** AIM OF THE TASK **
Copy out the lines of the listing below, unchanged, from the line holding "Where can the camouflage trousers" through the line holding "(1205, 355)", inclusive.

#####

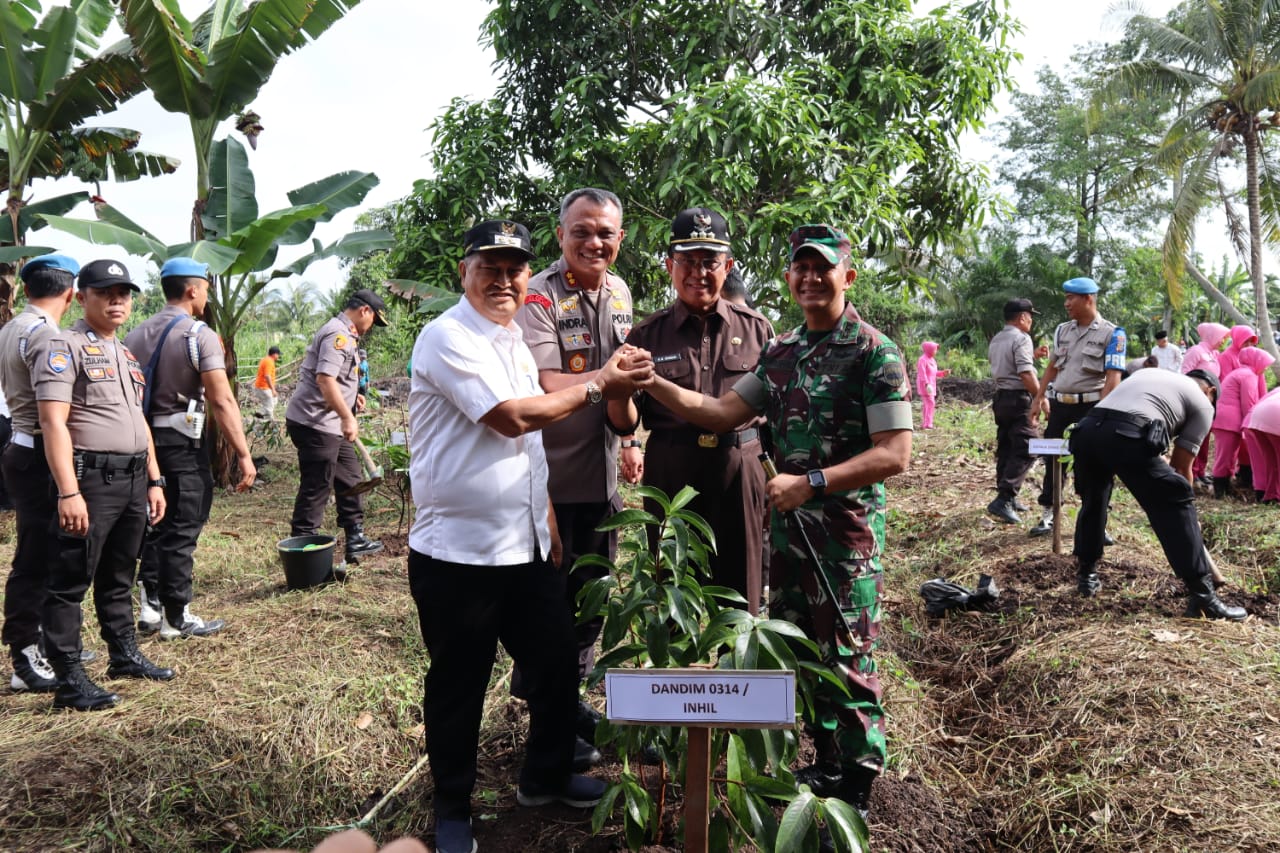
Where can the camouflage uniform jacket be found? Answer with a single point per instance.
(823, 400)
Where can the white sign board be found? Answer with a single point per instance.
(1047, 447)
(720, 698)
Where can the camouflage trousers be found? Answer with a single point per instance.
(846, 729)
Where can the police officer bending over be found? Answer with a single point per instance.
(187, 372)
(1125, 436)
(88, 388)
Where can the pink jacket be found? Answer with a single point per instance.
(1242, 337)
(927, 373)
(1265, 416)
(1240, 389)
(1205, 355)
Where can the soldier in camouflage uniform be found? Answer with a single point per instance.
(836, 396)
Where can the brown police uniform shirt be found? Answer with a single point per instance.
(190, 343)
(708, 355)
(1079, 355)
(567, 331)
(103, 382)
(23, 341)
(333, 352)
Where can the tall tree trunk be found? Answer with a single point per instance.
(1252, 149)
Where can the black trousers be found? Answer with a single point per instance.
(464, 612)
(1013, 433)
(31, 489)
(577, 527)
(1101, 455)
(117, 520)
(327, 463)
(1060, 416)
(730, 483)
(168, 553)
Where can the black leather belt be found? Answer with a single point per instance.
(127, 463)
(693, 438)
(1115, 414)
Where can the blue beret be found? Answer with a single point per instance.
(1084, 286)
(51, 261)
(184, 268)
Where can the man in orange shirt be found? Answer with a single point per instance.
(264, 387)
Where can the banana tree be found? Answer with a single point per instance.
(241, 245)
(51, 81)
(211, 68)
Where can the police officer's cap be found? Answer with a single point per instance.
(374, 302)
(830, 242)
(1013, 308)
(105, 273)
(1082, 286)
(183, 268)
(497, 235)
(1210, 379)
(51, 261)
(699, 228)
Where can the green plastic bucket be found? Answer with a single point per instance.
(307, 560)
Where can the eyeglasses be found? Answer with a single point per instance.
(705, 264)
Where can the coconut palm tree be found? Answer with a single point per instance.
(1220, 59)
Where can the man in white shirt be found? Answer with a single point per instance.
(1169, 356)
(483, 547)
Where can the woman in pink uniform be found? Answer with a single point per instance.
(1262, 438)
(927, 375)
(1240, 393)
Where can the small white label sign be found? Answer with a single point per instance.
(1047, 447)
(721, 698)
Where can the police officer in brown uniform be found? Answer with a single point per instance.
(48, 282)
(88, 391)
(321, 423)
(707, 343)
(187, 373)
(576, 314)
(1087, 361)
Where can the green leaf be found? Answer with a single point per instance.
(103, 233)
(260, 237)
(846, 826)
(232, 190)
(174, 68)
(17, 74)
(798, 822)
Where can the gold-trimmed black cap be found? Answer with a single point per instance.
(699, 228)
(498, 233)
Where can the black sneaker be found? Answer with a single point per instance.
(31, 671)
(360, 546)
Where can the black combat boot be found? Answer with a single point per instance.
(127, 661)
(1087, 582)
(74, 688)
(1203, 602)
(359, 544)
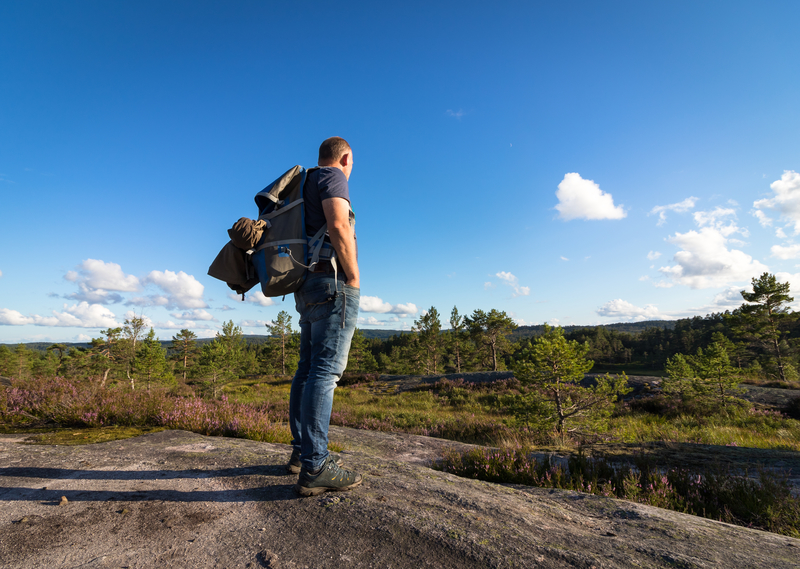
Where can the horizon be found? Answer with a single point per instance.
(575, 164)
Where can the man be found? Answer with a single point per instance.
(328, 307)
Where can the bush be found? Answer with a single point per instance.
(764, 502)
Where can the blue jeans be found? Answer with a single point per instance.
(327, 323)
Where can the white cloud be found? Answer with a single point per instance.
(256, 324)
(583, 199)
(372, 321)
(679, 207)
(182, 290)
(727, 300)
(99, 282)
(789, 252)
(188, 324)
(705, 261)
(792, 278)
(715, 219)
(624, 310)
(94, 296)
(98, 274)
(152, 300)
(786, 200)
(513, 282)
(81, 315)
(379, 306)
(196, 314)
(130, 315)
(762, 218)
(10, 317)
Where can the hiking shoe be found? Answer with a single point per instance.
(330, 477)
(295, 465)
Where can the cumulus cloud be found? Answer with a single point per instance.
(100, 282)
(680, 207)
(786, 200)
(10, 317)
(717, 219)
(788, 252)
(583, 199)
(98, 274)
(705, 261)
(255, 323)
(253, 297)
(624, 310)
(513, 282)
(181, 290)
(196, 314)
(762, 218)
(152, 300)
(379, 306)
(81, 315)
(372, 321)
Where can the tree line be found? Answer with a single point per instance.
(761, 339)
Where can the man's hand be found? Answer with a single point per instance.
(343, 237)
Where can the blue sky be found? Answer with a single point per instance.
(570, 162)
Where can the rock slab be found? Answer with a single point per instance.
(178, 499)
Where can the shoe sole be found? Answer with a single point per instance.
(316, 491)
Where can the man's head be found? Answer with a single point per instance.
(335, 152)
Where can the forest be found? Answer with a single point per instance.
(761, 339)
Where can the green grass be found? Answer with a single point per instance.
(652, 452)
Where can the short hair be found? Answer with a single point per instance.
(332, 149)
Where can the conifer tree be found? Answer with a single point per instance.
(488, 331)
(281, 333)
(555, 366)
(429, 328)
(185, 345)
(767, 307)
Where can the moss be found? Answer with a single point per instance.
(89, 435)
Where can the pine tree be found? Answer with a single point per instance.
(457, 326)
(555, 367)
(429, 328)
(488, 331)
(768, 306)
(281, 333)
(151, 360)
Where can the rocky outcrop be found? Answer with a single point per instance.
(178, 499)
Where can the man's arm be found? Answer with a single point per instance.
(343, 237)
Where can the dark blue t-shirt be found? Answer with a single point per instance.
(320, 185)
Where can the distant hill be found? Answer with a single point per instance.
(521, 332)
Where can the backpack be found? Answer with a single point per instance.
(277, 259)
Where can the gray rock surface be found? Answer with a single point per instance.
(178, 499)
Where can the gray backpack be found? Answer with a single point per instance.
(278, 253)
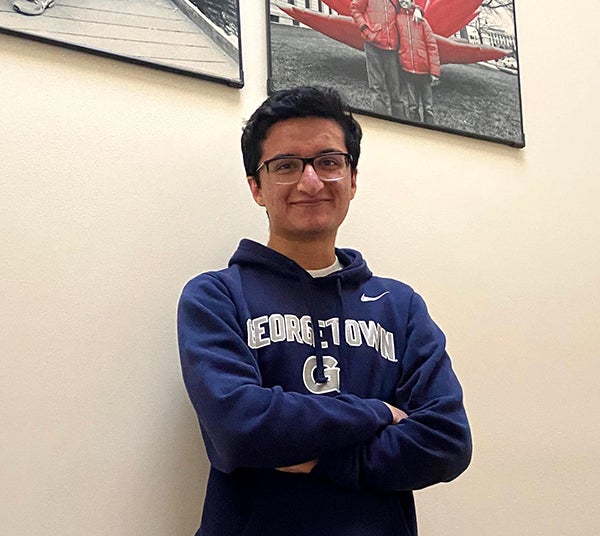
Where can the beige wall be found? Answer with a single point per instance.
(118, 183)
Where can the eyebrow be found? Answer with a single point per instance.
(292, 155)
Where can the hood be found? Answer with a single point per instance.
(250, 253)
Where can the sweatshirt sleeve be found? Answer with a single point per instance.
(243, 423)
(357, 11)
(433, 444)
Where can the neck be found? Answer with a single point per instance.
(310, 254)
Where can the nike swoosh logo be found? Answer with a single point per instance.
(364, 298)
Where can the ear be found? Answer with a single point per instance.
(353, 183)
(256, 191)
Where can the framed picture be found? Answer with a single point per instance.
(449, 65)
(194, 37)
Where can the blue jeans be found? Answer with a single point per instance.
(418, 89)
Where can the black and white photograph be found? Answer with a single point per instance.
(449, 65)
(194, 37)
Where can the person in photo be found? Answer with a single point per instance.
(420, 61)
(32, 7)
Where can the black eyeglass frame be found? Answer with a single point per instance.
(309, 160)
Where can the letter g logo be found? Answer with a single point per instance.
(332, 373)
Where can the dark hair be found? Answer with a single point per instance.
(298, 102)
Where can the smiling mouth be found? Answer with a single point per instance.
(310, 202)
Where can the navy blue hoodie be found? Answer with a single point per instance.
(283, 368)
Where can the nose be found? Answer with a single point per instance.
(309, 182)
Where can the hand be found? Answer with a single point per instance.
(397, 413)
(305, 467)
(417, 14)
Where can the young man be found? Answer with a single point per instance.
(376, 20)
(324, 394)
(420, 61)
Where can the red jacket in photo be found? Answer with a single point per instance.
(377, 21)
(418, 49)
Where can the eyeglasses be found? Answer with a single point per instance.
(329, 167)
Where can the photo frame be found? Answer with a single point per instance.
(478, 94)
(198, 38)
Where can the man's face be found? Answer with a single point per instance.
(310, 208)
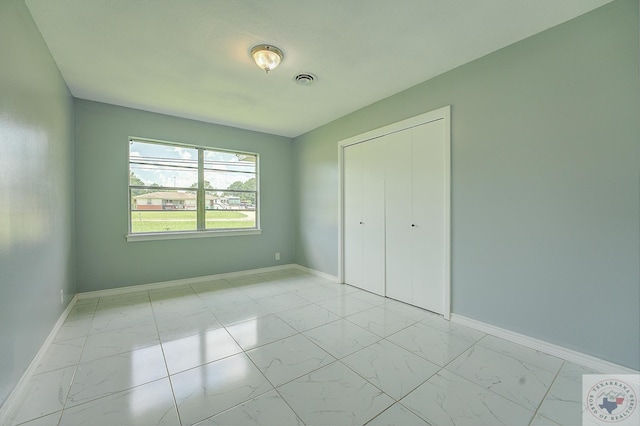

#####

** EXERCISE SOLUTION **
Where can the camouflage trousers be found? Answer with a single point per instance.
(846, 729)
Where can the police officer bending over be found? Answer with a single point per instance.
(187, 372)
(1125, 436)
(88, 388)
Where can the pink jacket be found? Answer with a single point per instance.
(1242, 337)
(927, 373)
(1265, 416)
(1240, 389)
(1205, 355)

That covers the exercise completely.